» **Goal**
In the nitrogen deposition text below, why are the 2016 re-submissions of emission data left out of the model calculations? Answer in one to three sentences.

» **Provided passage**

Depositions of oxidised nitrogen and total nitrogen, calculated with the EMEP/MSC-W model are 27% and 17% lower in 2014 than in 1995 respectively, while deposition of reduced nitrogen remains on the same level in 2014. There is a clear decreasing tendency in calculated normalised annual total deposition of nitrogen in the period 1995-2014, which corresponds to decreasing nitrogen emissions from the HELCOM area of interest in the same period. Compared to 1995, calculated normalised depositions of oxidised and reduced nitrogen in 2014 are lower: 36% and 12%, respectively.

Results and Assessment

Relevance of the indicator for describing the developments in the environment

This indicator shows the levels and trends in oxidised reduced and total atmospheric nitrogen depositions to the Baltic Sea. The depositions of nitrogen compounds represent the pressure of emission sources on the Baltic Sea basin and catchment.

Policy relevance and policy reference

The HELCOM Ministerial Declaration of 1988 called for a 50 % reduction in discharges of nutrients to air and water by 1995 with 1987 as a base year. The 1992 Helsinki Convention and the 1998 Ministerial Declaration reaffirmed the need to further reduce discharges; leading to the adoption of several relevant Recommendations concerning measures to reduce emissions from point sources and diffuse sources. In 1990 HELCOM adopted its first Recommendation on Monitoring of Airborne Pollution Load (HELCOM Recommendation 11/1) which was later superseded by the Recommendations 14/1 and 24/1.

Assessment

Here we show tmospheric depositions of oxidised, reduced and total nitrogen computed with the latest version of the EMEP/MSC-W model. The latest available emission data for the HELCOM countries and all other EMEP sources have been used in the model calculations. The emissions for 2014 have been derived from the 2016 official data submissions to UNECE CLRTAP as of May 2016. The gridded distributions of the 2014 emissions have been provided by the EMEP Centre on Emission Inventories and Projections (CEIP). The emissions for the period of 2000–2013 have been derived from the data submissions to UNECE CLRTAP as of May 2015. Re-submissions of emission data in 2016 are not included since the gridded data set for 2000–2013 has not been updated by CEIP this year. Because of improvements in the model and emissions updated for previous years, deposition trends in the period 1995 – 2014 are different this year. This is mainly visible in deposition of oxidised nitrogen and in wet deposition to the Baltic Sea basin. There is a clear descending tendency in deposition of oxidised nitrogen, whereas deposition of reduced nitrogen remains on similar level.

» **Stored records**

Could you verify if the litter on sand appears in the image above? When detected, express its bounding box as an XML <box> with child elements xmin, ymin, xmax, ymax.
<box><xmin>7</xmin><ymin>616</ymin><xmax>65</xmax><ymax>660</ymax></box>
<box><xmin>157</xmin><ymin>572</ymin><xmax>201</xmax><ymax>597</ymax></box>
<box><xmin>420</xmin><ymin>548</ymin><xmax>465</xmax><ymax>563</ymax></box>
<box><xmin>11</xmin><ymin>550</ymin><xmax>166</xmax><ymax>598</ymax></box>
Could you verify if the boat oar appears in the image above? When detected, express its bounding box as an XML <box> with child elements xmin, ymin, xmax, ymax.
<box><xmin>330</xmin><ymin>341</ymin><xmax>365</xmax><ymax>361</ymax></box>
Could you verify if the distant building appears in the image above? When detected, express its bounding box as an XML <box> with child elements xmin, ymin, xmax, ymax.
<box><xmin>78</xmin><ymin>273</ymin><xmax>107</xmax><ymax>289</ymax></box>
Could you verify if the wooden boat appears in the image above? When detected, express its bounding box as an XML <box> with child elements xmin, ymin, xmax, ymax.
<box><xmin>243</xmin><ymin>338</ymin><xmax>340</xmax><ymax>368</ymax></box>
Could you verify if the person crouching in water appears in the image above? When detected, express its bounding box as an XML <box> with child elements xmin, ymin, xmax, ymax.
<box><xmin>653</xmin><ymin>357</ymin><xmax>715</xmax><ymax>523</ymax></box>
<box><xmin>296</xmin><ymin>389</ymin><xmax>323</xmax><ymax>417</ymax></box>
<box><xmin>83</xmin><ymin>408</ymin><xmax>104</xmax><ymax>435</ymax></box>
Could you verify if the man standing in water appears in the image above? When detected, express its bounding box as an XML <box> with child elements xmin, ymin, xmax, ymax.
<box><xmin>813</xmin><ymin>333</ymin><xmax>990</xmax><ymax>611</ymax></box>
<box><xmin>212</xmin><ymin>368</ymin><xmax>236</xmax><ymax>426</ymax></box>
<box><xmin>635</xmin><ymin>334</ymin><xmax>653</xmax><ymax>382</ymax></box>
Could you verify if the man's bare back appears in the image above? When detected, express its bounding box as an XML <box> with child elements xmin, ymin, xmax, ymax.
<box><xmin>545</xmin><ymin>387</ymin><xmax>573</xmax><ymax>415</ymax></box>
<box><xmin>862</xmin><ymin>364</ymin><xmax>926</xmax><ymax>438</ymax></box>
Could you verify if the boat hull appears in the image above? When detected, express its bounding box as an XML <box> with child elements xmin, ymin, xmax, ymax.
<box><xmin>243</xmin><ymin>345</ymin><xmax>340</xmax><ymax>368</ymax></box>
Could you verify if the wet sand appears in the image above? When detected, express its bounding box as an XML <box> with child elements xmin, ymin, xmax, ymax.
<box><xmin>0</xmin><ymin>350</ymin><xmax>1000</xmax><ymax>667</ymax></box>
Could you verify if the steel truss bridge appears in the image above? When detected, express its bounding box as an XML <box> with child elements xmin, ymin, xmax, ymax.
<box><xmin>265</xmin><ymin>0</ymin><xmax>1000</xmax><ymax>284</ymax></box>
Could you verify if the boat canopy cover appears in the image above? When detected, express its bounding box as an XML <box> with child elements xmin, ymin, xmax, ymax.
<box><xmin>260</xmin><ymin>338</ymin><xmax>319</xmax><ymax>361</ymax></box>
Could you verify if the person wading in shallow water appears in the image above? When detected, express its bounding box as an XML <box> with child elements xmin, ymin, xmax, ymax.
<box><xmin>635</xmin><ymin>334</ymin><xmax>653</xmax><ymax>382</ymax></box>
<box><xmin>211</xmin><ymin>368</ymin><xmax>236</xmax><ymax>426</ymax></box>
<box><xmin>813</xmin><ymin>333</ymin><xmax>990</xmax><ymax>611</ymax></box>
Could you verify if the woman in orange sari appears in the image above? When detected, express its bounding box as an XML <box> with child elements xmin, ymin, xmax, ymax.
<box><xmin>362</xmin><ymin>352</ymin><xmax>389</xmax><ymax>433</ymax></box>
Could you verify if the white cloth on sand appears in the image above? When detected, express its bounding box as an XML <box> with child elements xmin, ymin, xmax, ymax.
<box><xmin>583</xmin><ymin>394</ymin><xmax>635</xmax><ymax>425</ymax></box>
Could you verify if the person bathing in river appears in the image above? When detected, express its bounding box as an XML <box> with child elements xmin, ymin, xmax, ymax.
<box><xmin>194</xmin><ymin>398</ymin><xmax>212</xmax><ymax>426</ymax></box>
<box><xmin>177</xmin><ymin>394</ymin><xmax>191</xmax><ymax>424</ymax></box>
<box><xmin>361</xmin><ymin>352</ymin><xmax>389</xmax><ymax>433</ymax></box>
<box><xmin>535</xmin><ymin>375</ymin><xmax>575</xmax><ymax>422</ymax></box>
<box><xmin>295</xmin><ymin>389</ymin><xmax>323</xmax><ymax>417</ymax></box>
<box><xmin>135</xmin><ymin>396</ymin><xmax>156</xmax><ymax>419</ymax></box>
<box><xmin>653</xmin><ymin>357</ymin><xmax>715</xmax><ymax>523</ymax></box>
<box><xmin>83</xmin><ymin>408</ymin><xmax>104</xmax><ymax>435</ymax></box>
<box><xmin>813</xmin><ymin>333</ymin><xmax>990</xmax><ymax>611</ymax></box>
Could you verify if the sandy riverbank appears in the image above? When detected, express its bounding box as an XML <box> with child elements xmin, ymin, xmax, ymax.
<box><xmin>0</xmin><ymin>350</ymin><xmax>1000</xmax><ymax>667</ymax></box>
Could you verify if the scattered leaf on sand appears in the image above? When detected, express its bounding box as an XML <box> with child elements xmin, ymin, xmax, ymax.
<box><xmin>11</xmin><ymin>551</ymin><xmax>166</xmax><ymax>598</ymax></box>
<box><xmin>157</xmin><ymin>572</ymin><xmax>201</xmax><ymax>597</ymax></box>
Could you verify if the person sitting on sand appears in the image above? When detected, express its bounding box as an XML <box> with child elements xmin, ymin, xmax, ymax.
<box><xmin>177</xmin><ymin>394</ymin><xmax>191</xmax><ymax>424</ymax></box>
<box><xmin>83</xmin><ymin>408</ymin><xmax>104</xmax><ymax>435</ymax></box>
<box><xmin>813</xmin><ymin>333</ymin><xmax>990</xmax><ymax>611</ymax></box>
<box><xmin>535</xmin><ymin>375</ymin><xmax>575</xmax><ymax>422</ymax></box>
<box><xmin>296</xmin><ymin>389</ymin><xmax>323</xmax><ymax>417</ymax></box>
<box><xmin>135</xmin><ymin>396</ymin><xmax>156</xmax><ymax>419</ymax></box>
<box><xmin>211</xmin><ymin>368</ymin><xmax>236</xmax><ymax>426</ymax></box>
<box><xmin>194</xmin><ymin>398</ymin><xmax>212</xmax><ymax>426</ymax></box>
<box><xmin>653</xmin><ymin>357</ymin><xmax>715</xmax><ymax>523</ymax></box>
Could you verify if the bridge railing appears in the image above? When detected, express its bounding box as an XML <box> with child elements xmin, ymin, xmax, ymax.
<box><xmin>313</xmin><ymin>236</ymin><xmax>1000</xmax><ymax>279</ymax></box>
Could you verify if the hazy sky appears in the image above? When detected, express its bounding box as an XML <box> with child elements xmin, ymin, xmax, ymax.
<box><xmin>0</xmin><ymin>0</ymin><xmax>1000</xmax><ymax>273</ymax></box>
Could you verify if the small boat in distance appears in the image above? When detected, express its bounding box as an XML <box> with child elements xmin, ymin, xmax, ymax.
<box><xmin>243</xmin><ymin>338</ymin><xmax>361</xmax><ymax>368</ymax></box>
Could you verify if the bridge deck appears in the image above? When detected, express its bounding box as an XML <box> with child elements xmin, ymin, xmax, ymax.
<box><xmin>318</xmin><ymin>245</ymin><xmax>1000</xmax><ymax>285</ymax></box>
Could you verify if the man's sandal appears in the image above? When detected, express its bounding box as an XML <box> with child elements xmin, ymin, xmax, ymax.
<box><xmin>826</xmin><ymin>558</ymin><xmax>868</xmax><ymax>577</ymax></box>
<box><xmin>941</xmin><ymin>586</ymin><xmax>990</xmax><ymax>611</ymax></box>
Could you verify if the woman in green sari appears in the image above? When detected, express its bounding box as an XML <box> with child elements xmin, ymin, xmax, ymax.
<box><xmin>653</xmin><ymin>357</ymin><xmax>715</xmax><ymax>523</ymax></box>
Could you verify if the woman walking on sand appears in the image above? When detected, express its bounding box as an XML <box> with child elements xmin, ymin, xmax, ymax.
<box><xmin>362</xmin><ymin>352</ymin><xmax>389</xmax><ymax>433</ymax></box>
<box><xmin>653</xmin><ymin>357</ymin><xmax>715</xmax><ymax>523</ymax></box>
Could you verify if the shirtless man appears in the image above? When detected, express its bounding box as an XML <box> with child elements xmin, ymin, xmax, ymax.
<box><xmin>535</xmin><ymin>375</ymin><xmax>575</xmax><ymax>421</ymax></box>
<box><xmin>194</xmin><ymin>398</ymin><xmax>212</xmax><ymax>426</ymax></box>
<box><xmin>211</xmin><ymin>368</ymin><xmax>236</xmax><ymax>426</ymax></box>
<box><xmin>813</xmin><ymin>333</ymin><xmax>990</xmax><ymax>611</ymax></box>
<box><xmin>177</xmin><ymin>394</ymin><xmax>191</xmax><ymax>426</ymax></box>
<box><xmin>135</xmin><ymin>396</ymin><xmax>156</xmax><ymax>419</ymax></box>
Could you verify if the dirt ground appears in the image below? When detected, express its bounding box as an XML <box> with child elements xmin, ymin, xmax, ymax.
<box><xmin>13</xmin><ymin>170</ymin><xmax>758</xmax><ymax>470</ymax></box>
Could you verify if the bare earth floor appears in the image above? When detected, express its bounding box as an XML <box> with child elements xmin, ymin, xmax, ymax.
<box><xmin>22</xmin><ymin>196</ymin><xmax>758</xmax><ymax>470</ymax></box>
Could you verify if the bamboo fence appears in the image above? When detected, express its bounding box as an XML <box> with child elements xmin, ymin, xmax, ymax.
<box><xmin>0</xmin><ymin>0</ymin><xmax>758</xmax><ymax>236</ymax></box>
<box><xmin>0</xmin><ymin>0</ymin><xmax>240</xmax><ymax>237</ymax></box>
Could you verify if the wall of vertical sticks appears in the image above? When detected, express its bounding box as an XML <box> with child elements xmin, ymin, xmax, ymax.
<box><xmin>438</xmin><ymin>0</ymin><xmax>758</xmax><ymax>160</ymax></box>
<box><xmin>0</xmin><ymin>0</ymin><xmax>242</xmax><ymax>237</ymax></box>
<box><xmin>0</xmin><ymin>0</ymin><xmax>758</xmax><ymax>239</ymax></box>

» **The result**
They are left out because CEIP did not update the gridded data set for 2000–2013 this year. The emissions for that period therefore come from the data submissions as of May 2015.